Problem details —
Shift every coordinate in the answers up by 61 as you rewrite the records, requests included, beginning at the line that contains "Please drop a marker on every instance of the cliff" and stopping after the line that contains "<point>353,109</point>". Copy only those lines.
━━━
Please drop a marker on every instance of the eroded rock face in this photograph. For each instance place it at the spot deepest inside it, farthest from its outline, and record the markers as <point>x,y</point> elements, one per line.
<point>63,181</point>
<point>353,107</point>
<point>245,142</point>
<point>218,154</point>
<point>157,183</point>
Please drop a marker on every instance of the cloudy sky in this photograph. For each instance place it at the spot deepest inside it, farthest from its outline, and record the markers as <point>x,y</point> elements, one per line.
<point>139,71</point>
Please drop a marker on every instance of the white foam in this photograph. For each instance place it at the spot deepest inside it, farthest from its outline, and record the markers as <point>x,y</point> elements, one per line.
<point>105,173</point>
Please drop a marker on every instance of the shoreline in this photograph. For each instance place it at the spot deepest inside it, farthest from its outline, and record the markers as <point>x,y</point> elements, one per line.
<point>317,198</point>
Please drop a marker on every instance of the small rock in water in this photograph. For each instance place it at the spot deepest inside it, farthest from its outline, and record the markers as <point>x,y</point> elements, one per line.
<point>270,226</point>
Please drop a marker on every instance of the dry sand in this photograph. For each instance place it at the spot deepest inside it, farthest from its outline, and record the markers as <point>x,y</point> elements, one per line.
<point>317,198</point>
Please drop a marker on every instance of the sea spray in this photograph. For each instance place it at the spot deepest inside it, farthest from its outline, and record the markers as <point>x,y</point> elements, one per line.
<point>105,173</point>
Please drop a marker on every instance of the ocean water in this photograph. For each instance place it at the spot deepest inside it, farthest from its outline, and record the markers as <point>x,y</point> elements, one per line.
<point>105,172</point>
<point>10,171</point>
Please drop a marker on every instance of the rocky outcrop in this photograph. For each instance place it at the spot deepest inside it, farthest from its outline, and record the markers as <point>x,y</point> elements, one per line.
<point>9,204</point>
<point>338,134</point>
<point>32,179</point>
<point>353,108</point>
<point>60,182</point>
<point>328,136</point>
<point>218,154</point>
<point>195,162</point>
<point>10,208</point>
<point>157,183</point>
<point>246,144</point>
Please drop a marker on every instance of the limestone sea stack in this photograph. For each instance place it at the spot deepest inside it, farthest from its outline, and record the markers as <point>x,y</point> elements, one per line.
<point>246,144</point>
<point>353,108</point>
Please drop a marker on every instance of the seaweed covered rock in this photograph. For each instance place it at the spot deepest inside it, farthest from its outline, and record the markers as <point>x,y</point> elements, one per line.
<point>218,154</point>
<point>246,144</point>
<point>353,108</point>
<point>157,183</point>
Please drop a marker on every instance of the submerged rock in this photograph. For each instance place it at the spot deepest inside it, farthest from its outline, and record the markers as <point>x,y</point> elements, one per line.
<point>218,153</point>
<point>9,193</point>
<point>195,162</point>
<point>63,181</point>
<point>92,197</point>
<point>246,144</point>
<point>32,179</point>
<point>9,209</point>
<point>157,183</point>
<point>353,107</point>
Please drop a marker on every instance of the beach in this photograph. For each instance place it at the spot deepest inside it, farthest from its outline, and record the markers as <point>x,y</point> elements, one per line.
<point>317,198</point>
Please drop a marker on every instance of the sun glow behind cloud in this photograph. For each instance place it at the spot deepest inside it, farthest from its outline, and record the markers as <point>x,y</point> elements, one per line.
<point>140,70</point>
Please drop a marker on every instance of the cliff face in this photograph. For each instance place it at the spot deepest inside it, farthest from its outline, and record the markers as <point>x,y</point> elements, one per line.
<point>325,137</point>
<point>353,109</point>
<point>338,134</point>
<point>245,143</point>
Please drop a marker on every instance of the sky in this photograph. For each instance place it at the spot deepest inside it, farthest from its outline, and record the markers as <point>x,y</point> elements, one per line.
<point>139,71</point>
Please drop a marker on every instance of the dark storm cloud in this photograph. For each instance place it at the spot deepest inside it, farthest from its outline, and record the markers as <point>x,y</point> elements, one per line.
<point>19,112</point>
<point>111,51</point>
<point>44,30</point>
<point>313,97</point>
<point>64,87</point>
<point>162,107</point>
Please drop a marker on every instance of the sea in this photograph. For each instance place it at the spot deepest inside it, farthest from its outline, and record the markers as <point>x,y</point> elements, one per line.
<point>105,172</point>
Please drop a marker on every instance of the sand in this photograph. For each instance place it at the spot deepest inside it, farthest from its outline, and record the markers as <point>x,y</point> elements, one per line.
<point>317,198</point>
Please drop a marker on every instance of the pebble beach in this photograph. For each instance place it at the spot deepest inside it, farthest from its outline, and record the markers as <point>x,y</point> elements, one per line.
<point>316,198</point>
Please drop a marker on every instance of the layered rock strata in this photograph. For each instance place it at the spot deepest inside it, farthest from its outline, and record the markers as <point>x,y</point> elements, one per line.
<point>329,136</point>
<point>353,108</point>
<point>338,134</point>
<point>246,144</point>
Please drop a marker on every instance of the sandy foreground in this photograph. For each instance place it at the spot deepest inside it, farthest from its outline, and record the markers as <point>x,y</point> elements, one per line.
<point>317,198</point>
━━━
Solved exercise —
Please drop a marker on every instance of the cliff face in this photograph. For each instance place it at the spot deepest inside it, farthest from its outline, and record the markers as <point>x,y</point> elements, one per line.
<point>386,198</point>
<point>414,170</point>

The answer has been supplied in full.